◆ Requirement 1 ◆
Decide whether each statement agrees with the column below. Answer yes or no, and quote the column's deciding words.
(a) The first statement got signatures from most of the Council's members.
(b) Some people took part remotely in the Council meeting on 3 February.
(c) Council members can post directly to their personal blogs on the Council's website.
◆ Requirement 2 ◆
Reproduce part of the column below word for word, beginning at the words "It became clear" and stopping after "confirmed it to me.)".
** BEGIN Document section **
6 February 2021
By Leonid Nikitinsky, Novaya Gazeta columnist, member of the Presidential Council for Civil Society and Human Rights, and recipient of the Moscow Helsinki Group prize for human rights
Two different statements from the Presidential Council for Civil Society and Human Rights regarding the mass protests on the 23rd and 31st of January, one made on Friday morning by ‘members of the Presidential Council for Civil Society and Human Rights,’ and the second on Friday evening by ‘the whole Council’ show that there is no ‘whole’ Presidential Council for Civil Society and Human Rights, and there never was one, thank God.
Commenting on the situation for Interfax, the head of the Council Valery Fadeev explained that ‘the differences are fundamental. In Evdokimova’s version (more about her below – L.N), it is written that the powers that be and the people speak different languages. That is, the people took to the streets, and the government spoke to them via truncheons…far from everyone in the Presidential Council for Civil Society and Human Rights agrees with this.’ Fadeev also explained that the publication of the first statement was ‘wrong from an ethical point of them’ but that ‘no punishments will be meted out in relation to this.’
And there you go! The position of the minority was laid out by the head of the Council correctly for the most part, but the story of two different statements isn’t exactly as he told it. Knowing the situation from the inside, before his talk with Interfax I didn’t plan to air these disagreements in public, but now I have to explain how everything happened, as the reputation of the Council has been affected, a reputation which is still important to many of its members.
At the meeting of the Presidential Council for Civil Society and Human Rights on 3 February, which some participated in remotely, a decision was made about the impossibility of silence by the Council regarding January’s events. It was also highlighted that a delayed response could be perceived as an avoidance measure.
The first statement by the Presidential Council for Civil Society and Human Rights was prepared by the head of the St Petersburg Human Rights Defence Council, Nataliya Evdokimova, who was helped by Genri Reznik (member of the Moscow Helsinki Group and lawyer, Note by MHG), Nikolai Svanidze, Igor Kalyapin and others. The text was ready on Thursday evening, and 23 signatures were collected for it (out of 49 members of the Council). Fadeev then took the initiative and promised to present a ‘more balanced’ text by the morning, asking everyone to wait.
It became clear that the first statement would not get a majority vote, and the task wasn’t set that way anyway, but the minority of signatories was quite large, and Evdokimova asked (as in established practice) to publish this text on her personal blog on the Council’ website. Council members don’t have direct access to it, but the Council’s secretariat should have done this at her request. Yet the statement did not appear anywhere on the site, and the majority of the signatories, due to the delay, and perhaps an element of sabotage, agreed with Svanidze’s proposal to post the statement on the site of the Moscow Helsinki Group (as the most respected human rights organisation) and Ekho Mosky, where Svanidze is a regular guest (he did not hide this initiative from anyone, and just confirmed it to me.)
** END Document section **
** BEGIN Stored data **
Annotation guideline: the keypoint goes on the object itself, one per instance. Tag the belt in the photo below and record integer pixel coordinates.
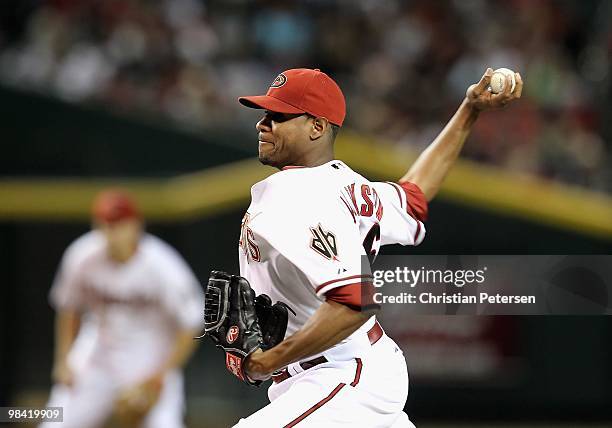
(374, 334)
** END Stored data **
◆ Complete answer 1 ◆
(a) No: "23 signatures were collected for it (out of 49 members of the Council)"
(b) Yes: "At the meeting of the Presidential Council for Civil Society and Human Rights on 3 February, which some participated in remotely"
(c) No: "Council members don’t have direct access to it"

◆ Complete answer 2 ◆
It became clear that the first statement would not get a majority vote, and the task wasn’t set that way anyway, but the minority of signatories was quite large, and Evdokimova asked (as in established practice) to publish this text on her personal blog on the Council’ website. Council members don’t have direct access to it, but the Council’s secretariat should have done this at her request. Yet the statement did not appear anywhere on the site, and the majority of the signatories, due to the delay, and perhaps an element of sabotage, agreed with Svanidze’s proposal to post the statement on the site of the Moscow Helsinki Group (as the most respected human rights organisation) and Ekho Mosky, where Svanidze is a regular guest (he did not hide this initiative from anyone, and just confirmed it to me.)